Source:
○ ○ ○ ○

BK: You caught that right, David?

JP: Phrase, in…

DZ: I’m tracking.

JP: Scripture. It’s linked over and over. God’s word is linked with his activity.

DZ: Yeah.

JP: And so it’s linked with creation. God spoke.

BK: Yes.

JP: Let there be light. God spoke and the universe leapt into existence. It’s linked to his deliverance. Psalm 107, “he sent forth his word and healed them, delivering them, from all of their trials.” It’s linked with his revelation. The word of the Lord comes to Jeremiah and comes to other prophets. It’s linked with his activity. I think of verses like Isaiah 55, “so shall my word be, which comes out of my mouth. It shall not return void, but it will accomplish all that I purpose.” So God wants to get something done, and so he sends his word. And so, John Calvin has this wonderful metaphor. He calls God’s word the scepter of God. In other words, it’s his instrument of rule over the universe and over us. It is his creating, revealing, judging, delivering, sustaining, life-giving instrument. And so when you start thinking that, okay, you put those truths together around our bibles, you start going, what we’re dealing with is something, something powerful. Then of course, you know, Jesus himself is called the word, “in the beginning was the Word.” And so what does that mean? Well, it is, Jesus was God’s own self-expression. And that fits in with the Christology of John. Jesus is the ultimate revelation of God. His own self-disclosure.

○ ○ ○ ○

Supplied information:

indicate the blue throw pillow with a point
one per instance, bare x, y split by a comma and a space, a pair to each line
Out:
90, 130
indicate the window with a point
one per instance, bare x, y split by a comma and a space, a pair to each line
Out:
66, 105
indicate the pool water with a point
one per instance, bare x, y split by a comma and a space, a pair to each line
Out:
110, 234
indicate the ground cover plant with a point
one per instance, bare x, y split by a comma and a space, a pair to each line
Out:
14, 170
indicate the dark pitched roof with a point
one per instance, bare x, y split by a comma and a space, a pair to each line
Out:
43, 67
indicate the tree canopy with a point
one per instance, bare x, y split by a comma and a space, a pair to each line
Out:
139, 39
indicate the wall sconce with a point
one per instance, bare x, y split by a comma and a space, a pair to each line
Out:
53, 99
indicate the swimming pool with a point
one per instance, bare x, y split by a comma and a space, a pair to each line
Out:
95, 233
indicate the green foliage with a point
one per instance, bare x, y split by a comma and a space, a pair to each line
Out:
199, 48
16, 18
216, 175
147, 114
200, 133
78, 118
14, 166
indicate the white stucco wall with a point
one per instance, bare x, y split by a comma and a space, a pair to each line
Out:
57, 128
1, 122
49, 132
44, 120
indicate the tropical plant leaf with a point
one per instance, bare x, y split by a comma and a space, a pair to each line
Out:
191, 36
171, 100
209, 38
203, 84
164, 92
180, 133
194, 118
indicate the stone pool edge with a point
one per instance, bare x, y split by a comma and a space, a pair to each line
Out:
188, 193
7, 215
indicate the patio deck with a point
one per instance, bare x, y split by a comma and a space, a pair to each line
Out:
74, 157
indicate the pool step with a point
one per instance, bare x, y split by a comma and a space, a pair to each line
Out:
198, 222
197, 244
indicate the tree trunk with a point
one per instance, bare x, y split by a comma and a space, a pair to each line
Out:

○ ○ ○ ○

Stated exercise:
Pick up the conversation about God's word after its last sentence and carry it forward.

The reply:
BK: So before you develop that thought, and this is what I love about hearing you talk about this [laughter] it is you could say, based on what you just said, it is impossible to know God, to see him act, to hear him, to experience his care, his rule, apart from his word, we cannot know him if he had not spoken.

JP: Exactly. It’s where, and so, I mean, applying it to our lives, of course, this has application to our worship. It’s through God’s word that we know Him. It’s through God’s word that we encounter Him.

BK: Yeah.

JP: We often think about God’s word as abstract truth.

BK: Yes.

JP: And it is truth for sure. But it’s more than that. One way I like to think about God’s word, we think of it as like a theological document. It’s where we get doctrines.

BK: Doctrines.

JP: Right. That we are to then believe and so forth. But it’s not in the first instance, a doctrinal instrument or a doctrinal book. It is a covenantal book.

BK: Explain that.

JP: In other words, God gives his word to those in covenant with him. He gives his word not just to give ideas to people, but he, he gives his word to give himself to people.

BK: Wow.

JP: So it’s not an instrument in the first instance of information, it’s an instrument of fellowship. So God gives his word to reveal himself and to draw us into a relationship with him and to bind us in that relationship with him and to nurture that relationship with him. And so when, when we utilize God’s Word in our lives, in our worship, we are encountering God himself. It’s through that Word that He comes to us. It’s through that Word that He reveals himself to us. And first and foremost, because the core of that Word, it’s climactic significance and message as Christ and all that God has done for us in Christ and all that God promises to be to us through Christ. All of that comes to us with his word. Now, let’s go to worship.

BK: Well, can we, before you go there.

JP: Sure.

BK: I interrupted you when you were starting to talk about Jesus being the Word.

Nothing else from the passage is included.